* **PASSAGE PROVIDED**
▽

# 29 gallon lighting upgrade



## talontsiawd (Oct 19, 2008)

http://www.amazon.com/Coralife-Aqualight-Fluorescent-Light-Freshwater/dp/B001F9AJDS

I like these. They are cheap enough that if you want to upgrade to two of them, you have a great setup for about $100. I have 3 of these over my 29 gallon and it is too much light. Coarlife also makes a 30 inch PC light, 96 watts I believe. About 2x the money, a better deal for high light.


----------



## The Exiled (Jan 4, 2010)

what is your water temperature with those lights on?
i would need co2 with that much light correct?


----------



## talontsiawd (Oct 19, 2008)

The lights don't get hot but mine are raised. If you do one fixture (even if you keep your stock one), you will not need co2. With 2 it is a maybe.


----------



## BaltimoreGuy (Dec 23, 2009)

△

* **RAW RECORDS**

▽

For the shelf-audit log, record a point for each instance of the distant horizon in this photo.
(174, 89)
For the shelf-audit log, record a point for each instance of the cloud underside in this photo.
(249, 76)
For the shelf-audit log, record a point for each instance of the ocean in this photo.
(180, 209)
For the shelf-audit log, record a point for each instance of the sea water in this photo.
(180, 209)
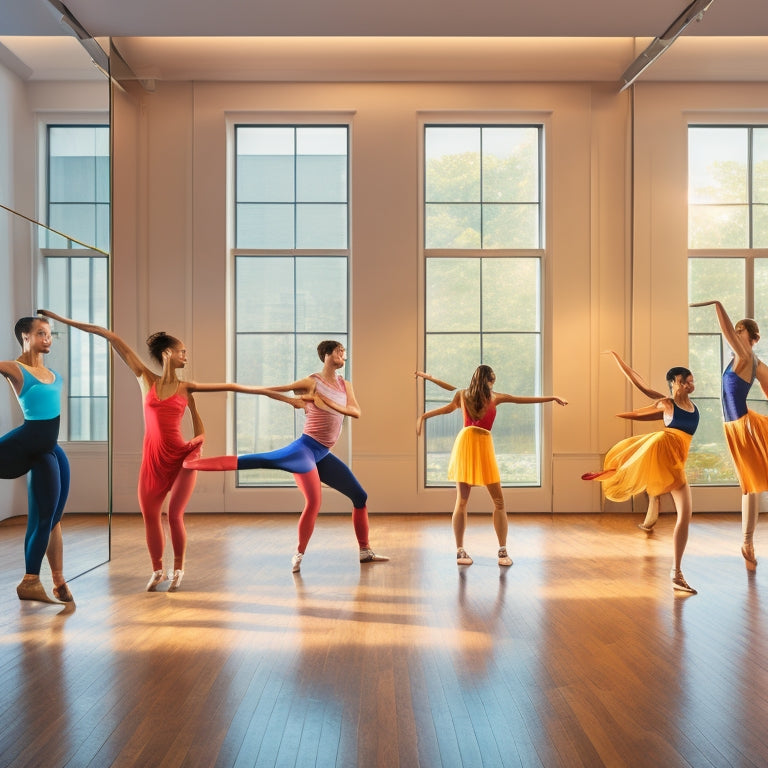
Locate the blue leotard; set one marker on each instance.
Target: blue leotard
(735, 391)
(685, 421)
(32, 449)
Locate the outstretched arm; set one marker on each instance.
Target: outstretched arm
(129, 357)
(635, 378)
(228, 386)
(352, 407)
(500, 398)
(448, 408)
(427, 377)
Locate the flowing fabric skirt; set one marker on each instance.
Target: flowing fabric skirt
(654, 463)
(473, 459)
(747, 439)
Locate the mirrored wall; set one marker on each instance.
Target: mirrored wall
(55, 234)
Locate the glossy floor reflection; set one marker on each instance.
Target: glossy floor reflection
(580, 654)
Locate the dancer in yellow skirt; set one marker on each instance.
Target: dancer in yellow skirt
(655, 462)
(745, 431)
(473, 460)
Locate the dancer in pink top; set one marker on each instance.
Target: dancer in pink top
(328, 399)
(473, 460)
(166, 397)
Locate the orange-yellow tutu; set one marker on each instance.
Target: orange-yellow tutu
(654, 463)
(747, 440)
(473, 459)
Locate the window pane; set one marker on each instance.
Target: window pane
(452, 226)
(321, 295)
(708, 279)
(321, 164)
(718, 165)
(321, 226)
(452, 157)
(511, 226)
(510, 165)
(453, 295)
(264, 294)
(263, 178)
(718, 226)
(511, 290)
(264, 226)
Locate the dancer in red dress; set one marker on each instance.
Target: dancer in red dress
(166, 397)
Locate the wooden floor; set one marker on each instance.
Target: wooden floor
(578, 655)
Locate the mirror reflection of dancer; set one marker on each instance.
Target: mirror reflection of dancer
(32, 449)
(166, 397)
(655, 462)
(473, 461)
(327, 398)
(746, 431)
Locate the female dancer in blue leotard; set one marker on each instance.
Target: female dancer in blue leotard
(745, 430)
(32, 449)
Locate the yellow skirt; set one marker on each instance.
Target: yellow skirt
(654, 463)
(747, 440)
(473, 460)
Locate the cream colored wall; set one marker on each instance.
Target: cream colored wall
(172, 271)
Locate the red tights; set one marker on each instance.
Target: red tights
(309, 485)
(151, 503)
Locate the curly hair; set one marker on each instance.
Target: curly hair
(158, 343)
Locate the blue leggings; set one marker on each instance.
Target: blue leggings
(32, 450)
(304, 455)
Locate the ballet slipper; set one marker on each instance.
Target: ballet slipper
(63, 594)
(29, 589)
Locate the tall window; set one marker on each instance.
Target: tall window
(291, 274)
(483, 246)
(75, 268)
(728, 260)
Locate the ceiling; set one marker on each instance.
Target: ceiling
(363, 40)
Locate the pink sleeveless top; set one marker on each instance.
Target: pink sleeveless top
(325, 426)
(485, 421)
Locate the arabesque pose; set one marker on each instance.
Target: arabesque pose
(32, 449)
(166, 397)
(655, 462)
(746, 431)
(327, 398)
(473, 460)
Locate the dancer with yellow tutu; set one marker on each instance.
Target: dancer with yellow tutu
(746, 431)
(473, 460)
(655, 462)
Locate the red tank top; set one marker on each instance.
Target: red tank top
(485, 421)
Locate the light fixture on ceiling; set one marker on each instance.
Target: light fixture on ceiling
(694, 12)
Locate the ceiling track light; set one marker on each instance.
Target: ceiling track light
(694, 12)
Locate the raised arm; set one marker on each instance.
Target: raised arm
(741, 349)
(448, 408)
(11, 370)
(127, 355)
(634, 377)
(427, 377)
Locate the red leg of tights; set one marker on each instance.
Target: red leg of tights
(309, 485)
(177, 505)
(151, 510)
(360, 523)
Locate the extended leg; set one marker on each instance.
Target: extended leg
(749, 511)
(684, 507)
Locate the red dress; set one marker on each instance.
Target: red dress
(164, 445)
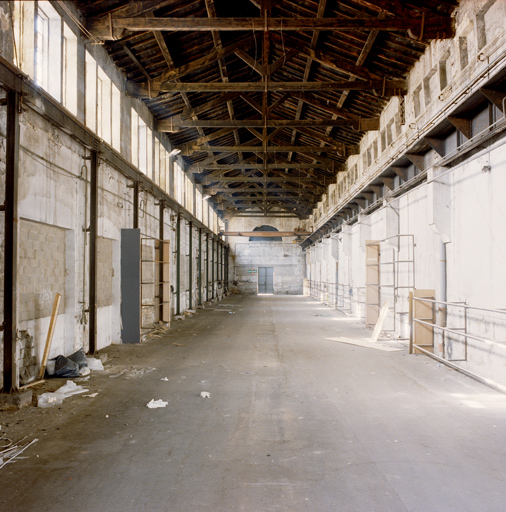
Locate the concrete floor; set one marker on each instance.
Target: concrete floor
(294, 423)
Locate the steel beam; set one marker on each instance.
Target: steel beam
(161, 236)
(178, 265)
(199, 263)
(92, 291)
(190, 265)
(10, 372)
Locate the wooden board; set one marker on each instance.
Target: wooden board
(50, 333)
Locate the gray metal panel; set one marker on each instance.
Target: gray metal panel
(262, 278)
(130, 285)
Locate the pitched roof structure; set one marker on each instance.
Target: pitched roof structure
(266, 99)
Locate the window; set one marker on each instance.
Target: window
(91, 92)
(463, 51)
(135, 138)
(198, 204)
(142, 145)
(104, 106)
(48, 48)
(444, 71)
(156, 170)
(383, 141)
(69, 79)
(417, 100)
(390, 129)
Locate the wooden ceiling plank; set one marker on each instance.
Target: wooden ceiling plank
(101, 27)
(252, 63)
(175, 123)
(390, 86)
(211, 12)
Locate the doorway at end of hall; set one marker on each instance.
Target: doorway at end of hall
(265, 280)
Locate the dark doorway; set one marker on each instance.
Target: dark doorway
(265, 280)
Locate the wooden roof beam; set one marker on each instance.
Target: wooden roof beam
(175, 123)
(198, 147)
(112, 28)
(389, 87)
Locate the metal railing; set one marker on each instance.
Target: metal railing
(466, 323)
(342, 297)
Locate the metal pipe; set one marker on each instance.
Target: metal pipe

△

In the 29 gallon lighting upgrade thread, how many of the Coralife fixtures does talontsiawd have over a 29 gallon tank?

Three.